** Brano da leggere **

· · ·

Ancestors: The Humankind Odyssey dimostra che l'evoluzione è un processo lento, complesso e pieno di tentativi sbagliati

Ho impiegato davvero troppo tempo a scrivere questo pezzo e i continui messaggi di Andrea sono lì a testimoniare il fatto che Ancestors: The Humankind Odyssey mi abbia messo un po’ in crisi. La mia impasse è dovuta al fatto che se da un lato Ancestors è frutto di un concept intrigantissimo ed esercita su di me un magnetismo totale, dall’altra ci sono troppi elementi che mi infastidiscono proprio. Il vero problema intorno a cui ruota il mio disagio nei confronti del gioco di Patrice Désilets è che alla fine finisce per essere schiavo di tutte le cose che di base vorrebbe combattere, ovvero delle consuetudini basilari del videogioco che non c’entrano molto con l’idea alla base del titolo d’esordio di Panache Digital. Ma andiamo con ordine.

Ancestors ci mette nei panni di un ominide o, meglio, di una progenie di primati (Sahelanthropus Tchadensis, per la precisione) che, dieci milioni di anni fa, se ne stanno felici da qualche parte in Africa a campare sereni. Siccome però la natura non se ne sta con le mani in mano, vivere in un ambiente ostile fa sì che si scoprano nuove cose e i giocatori diventano testimoni (e protagonisti allo stesso tempo) del loro viaggio evolutivo. Affascinante, indubbio, soprattutto perché a conti fatti tutto ruota intorno al concetto di scoperta, e alla costante negoziazione tra la paura dell’ignoto e la voglia di cercare strumenti per dominare l’ambiente. Conservazione, gestione delle risorse, ambizione, terrore e spirito di sopravvivenza sono alcuni dei pilastri intorno a cui ruota un gameplay fatto di tanti piccoli loop, collegati da un semplice ma intrigante concetto: il mondo è ricco di pericoli e di opportunità e sta al giocatore scoprirli.

· · ·

** Cosa fare **
Nel brano sul videogioco Ancestors, a quale specie appartengono i primati di cui il giocatore veste i panni? Rispondi basandoti soltanto sul brano.

** Dati forniti **

· · ·

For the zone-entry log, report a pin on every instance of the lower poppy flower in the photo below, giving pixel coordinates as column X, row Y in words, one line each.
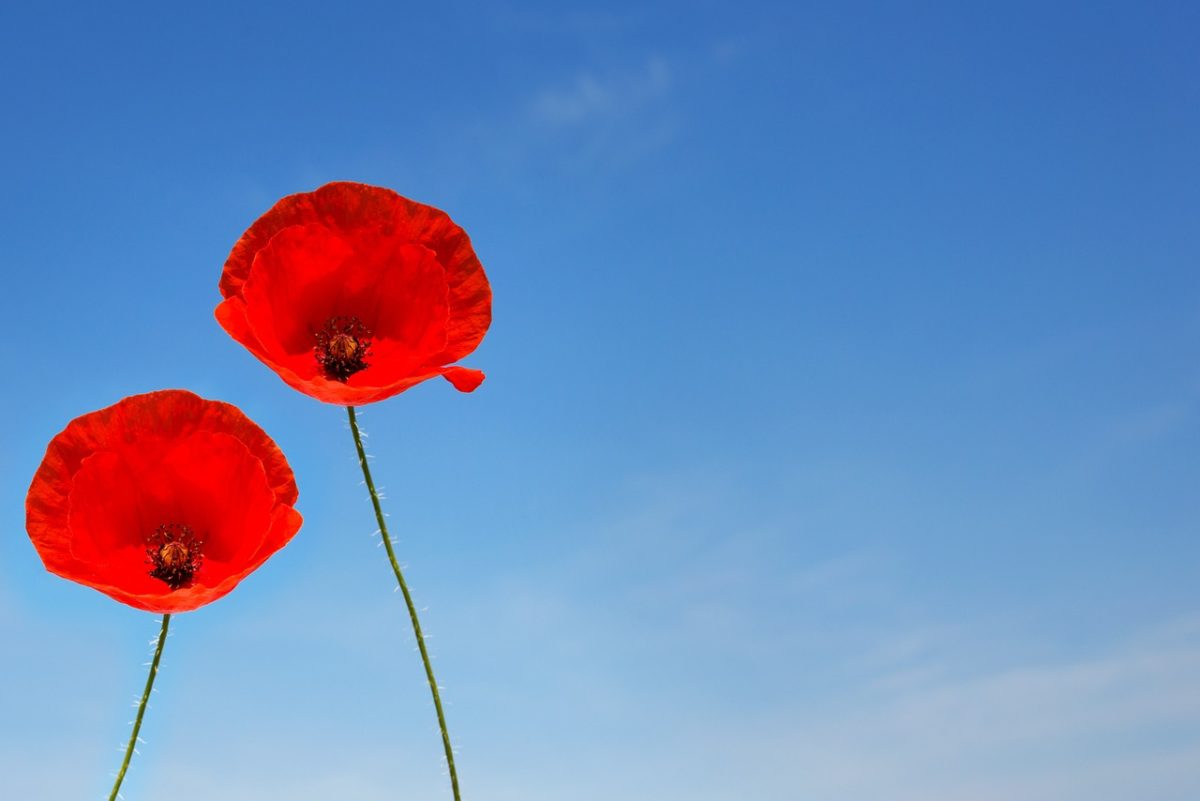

· · ·

** Soluzione **
Al Sahelanthropus Tchadensis.